GTI Energy Ltd’s Lo Herma Scoping Study Reveals 7-Year, 800K lb Uranium Production with $110M NPV and $60/lb Breakeven Price
Thursday, June 5, 2025
at
1:50 pm
GTI Energy Ltd’s Lo Herma Scoping Study in Wyoming reveals a promising low-cost ISR uranium operation. With low CAPEX and a breakeven price near US$60/lb, the study points to robust economics and attractive long-term returns for future development.
GTI Energy Ltd has released an updated announcement on its Lo Herma Uranium Project in Wyoming’s Southern Powder River Basin. The revised scoping study confirms that the project could become a competitive, low‐cost uranium producer using in-situ recovery (ISR) methods. The study targets a life-of-mine production of approximately 5.98 million pounds of U3O8 over a seven-year period, with an annual production rate of about 800,000 pounds. Financial projections indicate a pre-tax net present value (NPV8) of around US$110 million and an internal rate of return (IRR) of 52% for a design based on a central processing plant, while an alternative satellite operation approach shows an even higher IRR of 66% with an estimated NPV8 of US$118 million.

□ □ □ □

### WHAT IS EXPECTED
Copy out the entire article on GTI Energy's Lo Herma scoping study word for word, leaving nothing out and changing nothing.

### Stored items
□ □ □ □

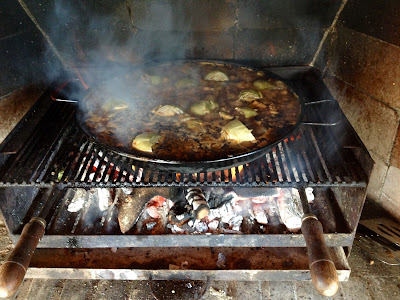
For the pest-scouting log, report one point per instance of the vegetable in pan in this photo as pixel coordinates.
(192, 111)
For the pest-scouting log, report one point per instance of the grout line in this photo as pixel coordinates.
(327, 32)
(45, 35)
(236, 25)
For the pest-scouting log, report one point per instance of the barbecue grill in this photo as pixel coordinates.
(47, 156)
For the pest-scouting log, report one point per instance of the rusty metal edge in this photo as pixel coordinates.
(137, 274)
(220, 240)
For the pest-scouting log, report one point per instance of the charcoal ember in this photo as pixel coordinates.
(197, 200)
(104, 197)
(216, 196)
(79, 199)
(131, 207)
(254, 192)
(259, 214)
(290, 210)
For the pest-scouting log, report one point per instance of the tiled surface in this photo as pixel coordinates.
(395, 159)
(366, 63)
(375, 122)
(277, 47)
(380, 19)
(390, 198)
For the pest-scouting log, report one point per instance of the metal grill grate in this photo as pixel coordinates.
(59, 153)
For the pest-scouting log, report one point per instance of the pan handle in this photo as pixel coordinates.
(13, 269)
(322, 268)
(321, 102)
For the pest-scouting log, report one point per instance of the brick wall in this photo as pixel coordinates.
(362, 70)
(276, 32)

□ □ □ □

### OUTPUT FOR THIS EXERCISE
GTI Energy Ltd’s Lo Herma Scoping Study Reveals 7-Year, 800K lb Uranium Production with $110M NPV and $60/lb Breakeven Price
Thursday, June 5, 2025
at
1:50 pm
GTI Energy Ltd’s Lo Herma Scoping Study in Wyoming reveals a promising low-cost ISR uranium operation. With low CAPEX and a breakeven price near US$60/lb, the study points to robust economics and attractive long-term returns for future development.
GTI Energy Ltd has released an updated announcement on its Lo Herma Uranium Project in Wyoming’s Southern Powder River Basin. The revised scoping study confirms that the project could become a competitive, low‐cost uranium producer using in-situ recovery (ISR) methods. The study targets a life-of-mine production of approximately 5.98 million pounds of U3O8 over a seven-year period, with an annual production rate of about 800,000 pounds. Financial projections indicate a pre-tax net present value (NPV8) of around US$110 million and an internal rate of return (IRR) of 52% for a design based on a central processing plant, while an alternative satellite operation approach shows an even higher IRR of 66% with an estimated NPV8 of US$118 million.